>> start Reading passage

67 BC in various calendars
- Gregorian calendar: 67 BC LXVII BC
- Ab urbe condita: 687
- Ancient Egypt era: XXXIII dynasty, 257
- - Pharaoh: Ptolemy XII Auletes, 14
- Ancient Greek Olympiad (summer): 178th Olympiad, year 2
- Assyrian calendar: 4684
- Balinese saka calendar: N/A
- Bengali calendar: −660 – −659
- Berber calendar: 884
- Buddhist calendar: 478
- Burmese calendar: −704
- Byzantine calendar: 5442–5443
- Chinese calendar: 癸丑年 (Water Ox) 2631 or 2424 — to — 甲寅年 (Wood Tiger) 2632 or 2425
- Coptic calendar: −350 – −349
- Discordian calendar: 1100
- Ethiopian calendar: −74 – −73
- Hebrew calendar: 3694–3695
- - Vikram Samvat: −10 – −9
- - Shaka Samvat: N/A
- - Kali Yuga: 3034–3035
- Holocene calendar: 9934
- Iranian calendar: 688 BP – 687 BP
- Islamic calendar: 709 BH – 708 BH
- Javanese calendar: N/A
- Julian calendar: N/A
- Korean calendar: 2267
- Minguo calendar: 1978 before ROC 民前1978年
- Nanakshahi calendar: −1534
- Seleucid era: 245/246 AG
- Thai solar calendar: 476–477
- Tibetan calendar: ཆུ་མོ་གླང་ལོ་ (female Water-Ox) 60 or −321 or −1093 — to — ཤིང་ཕོ་སྟག་ལོ་ (male Wood-Tiger) 61 or −320 or −1092

= 67 BC =

Year 67 BC was a year of the pre-Julian Roman calendar. At the time it was known as the Year of the Consulship of Piso and Glabrio (or, less frequently, year 687 Ab urbe condita). The denomination 67 BC for this year has been used since the early medieval period, when the Anno Domini calendar era became the prevalent method in Europe for naming years.

>> end Reading passage
>> start Dataset excerpt

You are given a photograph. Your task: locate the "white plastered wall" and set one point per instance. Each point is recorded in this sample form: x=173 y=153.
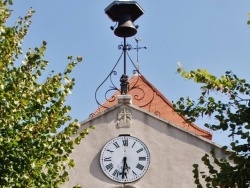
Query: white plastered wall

>> end Dataset excerpt

• _Tasks for this exercise_
A) Copy the stretch of the 67 BC article from "Year 67 BC was" through "for naming years.".
B) In the 67 BC article, list every calendar or era whose value is given as N/A.
C) Say whether each statement agrees with the 67 BC article, and quote the words that decide it: (i) At the time, the year was known as the Year of the Consulship of Piso and Glabrio. (ii) The Discordian calendar gives the year as 1200. (iii) The denomination 67 BC has been in use since the late medieval period.

• _Task solutions_
A)
Year 67 BC was a year of the pre-Julian Roman calendar. At the time it was known as the Year of the Consulship of Piso and Glabrio (or, less frequently, year 687 Ab urbe condita). The denomination 67 BC for this year has been used since the early medieval period, when the Anno Domini calendar era became the prevalent method in Europe for naming years.

B) Balinese saka calendar, Shaka Samvat, Javanese calendar, Julian calendar

C)
(i) Yes: "At the time it was known as the Year of the Consulship of Piso and Glabrio"
(ii) No: "Discordian calendar: 1100"
(iii) No: "has been used since the early medieval period"